Письменное задание 1 ->
Кто, согласно отрывку о деле арестованных поэтов ВАПП, вместе с автором занимался выяснением того, что произошло в действительности?

Цитируемый текст ->
──────
Мы были в довольно пессимистическом настроении, так как поддержка Сталиным «Цемента» и тому подобных произведении не предвещала ничего хорошего. Мы ожидали ударов против ВАПП и против «нецементных» писателей вообще, каких-нибудь «острых блюд», которые, как мы предполагали, уже варились в сталинской кухне.

Нам не пришлось долго ждать. Несколько дней после нашей поездки в Иваново-Вознесенск «Вечёрка» («Вечерняя Москва») посвятила почти всю свою первую страницу весьма сенсационному делу. В Москве были арестованы три поэта, члены ВАПП. Они обвинялись в половом разврате и в изнасиловании молодой девушки, которая тут же покончила самоубийством, выстрелив в себя из револьвера, который она получила от одного из насильников. К этому сообщению «Вечёрка» прибавила несколько статьей, в которых не было никаких фактических данных, но в которых выражался протест против полово­го разврата вообще и такого же разврата среди молодых писателей и поэтов в частности, а за одно и против пьянства среди молоде­жи, «есенинщины», упадничества, и так далее. В статьях делались намеки на то, что самоубийство изнасилованной девушки  не единич­ное явление, и что предстоящий процесс арестованных поэтов будет первым, но не последним процессом такого рода.

Такие же статьи были напечатаны и в других газетах, но, кажется, ни в «Правде», ни в «Известиях» ничего обо всем этом деле не было.

«Вечёрка» и «Рабочая Москва», которая особенно раздувала эту историю  предназначались для более мещанских читателей и пользовались некоторой свободой в смысле печатания всяких сен­сации. Но и эти газеты никогда не помещали сенсации подобного рода. Преступлений уголовного характера в Советском Союзе, по всей вероятности, не меньше, чем в других странах, но если све­дения о них и попадают иногда  очень редко  в газеты, то без подробностей, особенно, если подробности носят сексуальный ха­рактер. Было поэтому очевидно, что «Вечёрка» и «Рабочая Москва» раздували дело по чьему-то распоряжению, и легко было догадаться, откуда распоряжение исходит.

ВАПП решила, прежде всего, узнать, что в действительности произошло. Занялся этим Фадеев вместе с пишущим эти строки.

К сожалению, собирая материалы к настоящей работе, я не нашел номеров газет с фамилиями арестованных писателей. Одного из них, насколько помню, звали Альтгаузеном189, фамилии двух других у меня в памяти не остались. Но всё дело хорошо помню. Я го­ворил с арестованными писателями в тюрьме, со многими их прияте­лями и с прокурором, которого звали Полевой (но это не был известный потом журналист и писатель, Борис Полевой190). Произошло вот что:

Альтгаузен одно время жил с девушкой, которая застрелилась.
──────
Письменное задание 2 ->
Найдите в записях все строки, где встречается слово «coconut», и перепишите их. Регистр букв имеет значение.

Записи из набора данных
──────
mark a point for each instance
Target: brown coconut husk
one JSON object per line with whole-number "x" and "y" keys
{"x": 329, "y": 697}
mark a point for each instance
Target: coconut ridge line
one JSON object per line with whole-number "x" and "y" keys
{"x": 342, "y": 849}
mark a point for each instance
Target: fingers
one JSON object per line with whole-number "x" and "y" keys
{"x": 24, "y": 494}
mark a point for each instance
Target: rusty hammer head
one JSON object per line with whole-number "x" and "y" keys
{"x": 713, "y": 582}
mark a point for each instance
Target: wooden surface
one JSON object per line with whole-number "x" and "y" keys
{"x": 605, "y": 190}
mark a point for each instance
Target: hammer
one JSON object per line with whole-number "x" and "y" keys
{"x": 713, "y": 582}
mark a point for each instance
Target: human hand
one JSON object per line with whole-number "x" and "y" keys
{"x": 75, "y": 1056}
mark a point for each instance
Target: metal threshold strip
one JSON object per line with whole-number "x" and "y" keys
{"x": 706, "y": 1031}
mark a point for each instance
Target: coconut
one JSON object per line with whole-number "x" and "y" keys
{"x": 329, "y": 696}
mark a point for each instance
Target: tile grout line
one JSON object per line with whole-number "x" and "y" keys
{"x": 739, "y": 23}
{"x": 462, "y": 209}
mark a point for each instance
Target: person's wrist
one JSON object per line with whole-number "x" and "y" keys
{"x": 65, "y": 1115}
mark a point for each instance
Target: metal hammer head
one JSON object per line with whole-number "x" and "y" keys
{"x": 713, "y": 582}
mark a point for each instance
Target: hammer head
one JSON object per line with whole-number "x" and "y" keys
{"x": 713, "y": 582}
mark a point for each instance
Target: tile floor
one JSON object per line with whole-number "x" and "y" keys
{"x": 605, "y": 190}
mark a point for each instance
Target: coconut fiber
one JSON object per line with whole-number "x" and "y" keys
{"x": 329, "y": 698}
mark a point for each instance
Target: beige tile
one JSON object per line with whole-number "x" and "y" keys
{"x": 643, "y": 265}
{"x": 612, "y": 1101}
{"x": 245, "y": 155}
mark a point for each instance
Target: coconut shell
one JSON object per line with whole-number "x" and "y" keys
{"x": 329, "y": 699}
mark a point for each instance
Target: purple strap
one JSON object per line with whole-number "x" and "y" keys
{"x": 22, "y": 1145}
──────
Ответ 1 ->
Фадеев.

Ответ 2 ->
Target: brown coconut husk
Target: coconut ridge line
Target: coconut
Target: coconut fiber
Target: coconut shell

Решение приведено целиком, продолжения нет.